* _Given task_
Reproduce the listing below line for line, keeping every character unchanged.

* _Material for this exercise_
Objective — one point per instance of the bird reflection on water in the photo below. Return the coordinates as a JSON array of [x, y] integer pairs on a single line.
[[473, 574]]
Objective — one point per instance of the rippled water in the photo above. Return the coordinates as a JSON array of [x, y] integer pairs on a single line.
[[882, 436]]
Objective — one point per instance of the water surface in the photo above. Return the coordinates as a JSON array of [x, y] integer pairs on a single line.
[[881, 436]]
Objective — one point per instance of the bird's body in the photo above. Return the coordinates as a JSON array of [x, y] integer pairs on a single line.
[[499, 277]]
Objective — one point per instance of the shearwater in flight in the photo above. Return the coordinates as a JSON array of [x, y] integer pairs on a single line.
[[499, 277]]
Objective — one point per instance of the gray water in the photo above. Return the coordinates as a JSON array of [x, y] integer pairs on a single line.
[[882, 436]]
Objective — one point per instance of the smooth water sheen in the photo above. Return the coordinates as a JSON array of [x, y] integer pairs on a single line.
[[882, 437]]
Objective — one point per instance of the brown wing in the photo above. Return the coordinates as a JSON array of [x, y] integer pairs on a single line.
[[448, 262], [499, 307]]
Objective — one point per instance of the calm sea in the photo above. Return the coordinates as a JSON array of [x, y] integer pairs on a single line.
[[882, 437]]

* _Reply to the task_
Objective — one point per instance of the bird reflection on water in the photo below. Return the coordinates as a JSON array of [x, y] integer pairs on a single line.
[[473, 574]]
Objective — one point per instance of the rippled water in the photo above. Return the coordinates as a JSON array of [x, y] integer pairs on a single line.
[[882, 436]]
Objective — one point per instance of the water surface in the photo above. Return the coordinates as a JSON array of [x, y] integer pairs on a single line.
[[881, 436]]
Objective — one point per instance of the bird's body in the photo above. Return the coordinates as a JSON array of [x, y] integer pairs on a single line.
[[499, 277]]
Objective — one point per instance of the shearwater in flight in the photo above. Return the coordinates as a JSON array of [x, y] integer pairs on a single line.
[[499, 277]]
Objective — one point per instance of the gray water in the photo above. Return the coordinates as a JSON array of [x, y] integer pairs on a single line.
[[882, 436]]
Objective — one point per instance of the smooth water sheen in the photo above. Return the coordinates as a JSON array of [x, y] integer pairs on a single line.
[[882, 437]]
Objective — one point per instance of the brown wing in the photo above. Return the coordinates as a JSON array of [x, y] integer pairs on a single line.
[[448, 262], [499, 307]]
Objective — one point per instance of the calm sea in the photo above. Return the coordinates as a JSON array of [x, y] integer pairs on a single line.
[[882, 437]]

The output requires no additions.